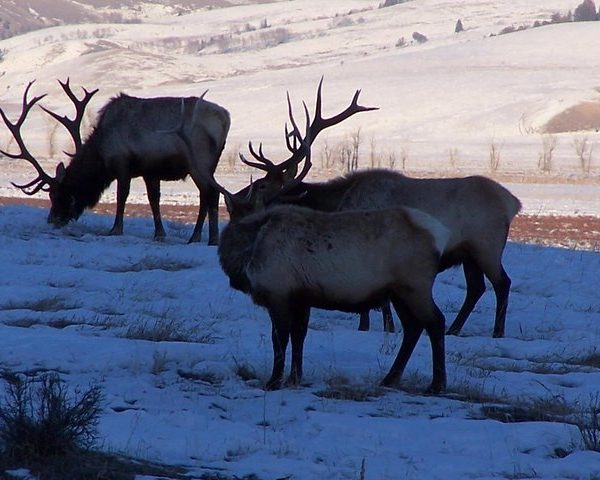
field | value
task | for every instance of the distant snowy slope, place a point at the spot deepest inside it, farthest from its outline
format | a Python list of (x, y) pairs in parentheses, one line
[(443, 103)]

--

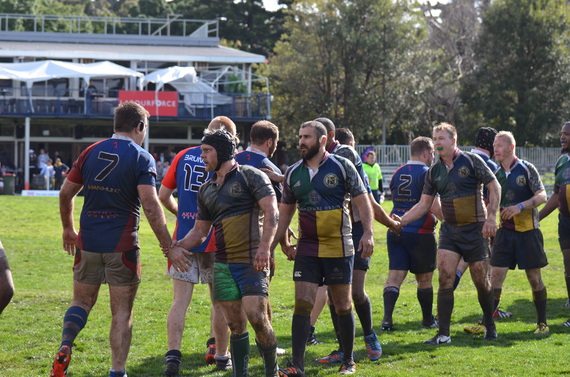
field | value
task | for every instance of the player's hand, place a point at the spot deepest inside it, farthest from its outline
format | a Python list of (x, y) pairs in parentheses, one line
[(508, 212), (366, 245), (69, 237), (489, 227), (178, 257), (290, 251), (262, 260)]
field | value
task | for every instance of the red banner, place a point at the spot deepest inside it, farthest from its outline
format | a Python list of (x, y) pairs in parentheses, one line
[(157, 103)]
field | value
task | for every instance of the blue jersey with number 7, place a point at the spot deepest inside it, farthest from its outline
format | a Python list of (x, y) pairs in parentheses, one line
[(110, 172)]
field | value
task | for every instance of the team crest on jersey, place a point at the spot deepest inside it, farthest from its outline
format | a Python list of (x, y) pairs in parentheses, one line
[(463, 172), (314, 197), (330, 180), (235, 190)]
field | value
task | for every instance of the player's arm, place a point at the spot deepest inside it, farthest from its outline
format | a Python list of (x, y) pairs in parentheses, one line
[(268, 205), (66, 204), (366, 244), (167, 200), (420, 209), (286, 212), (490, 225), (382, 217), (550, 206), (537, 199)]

==

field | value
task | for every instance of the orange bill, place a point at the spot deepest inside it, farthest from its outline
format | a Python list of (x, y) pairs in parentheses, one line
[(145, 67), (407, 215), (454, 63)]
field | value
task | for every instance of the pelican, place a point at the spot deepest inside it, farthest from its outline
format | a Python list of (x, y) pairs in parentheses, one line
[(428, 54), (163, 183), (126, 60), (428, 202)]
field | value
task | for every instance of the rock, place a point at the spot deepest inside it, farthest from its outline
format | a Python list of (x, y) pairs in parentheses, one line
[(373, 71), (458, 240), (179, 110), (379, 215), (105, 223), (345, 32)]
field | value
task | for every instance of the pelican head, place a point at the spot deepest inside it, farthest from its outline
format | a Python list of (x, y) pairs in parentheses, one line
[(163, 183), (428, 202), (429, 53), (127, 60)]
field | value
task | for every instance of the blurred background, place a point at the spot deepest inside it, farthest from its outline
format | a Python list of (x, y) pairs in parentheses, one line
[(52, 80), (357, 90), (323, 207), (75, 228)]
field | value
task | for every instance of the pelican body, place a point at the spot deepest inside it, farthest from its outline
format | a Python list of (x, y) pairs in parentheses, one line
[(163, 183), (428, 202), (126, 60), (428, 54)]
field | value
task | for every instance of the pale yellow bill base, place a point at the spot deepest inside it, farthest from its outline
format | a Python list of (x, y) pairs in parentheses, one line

WORK TASK:
Find out how many lines in the listing contain the word "pelican", and respond with that number only.

WRITTEN SOLUTION:
3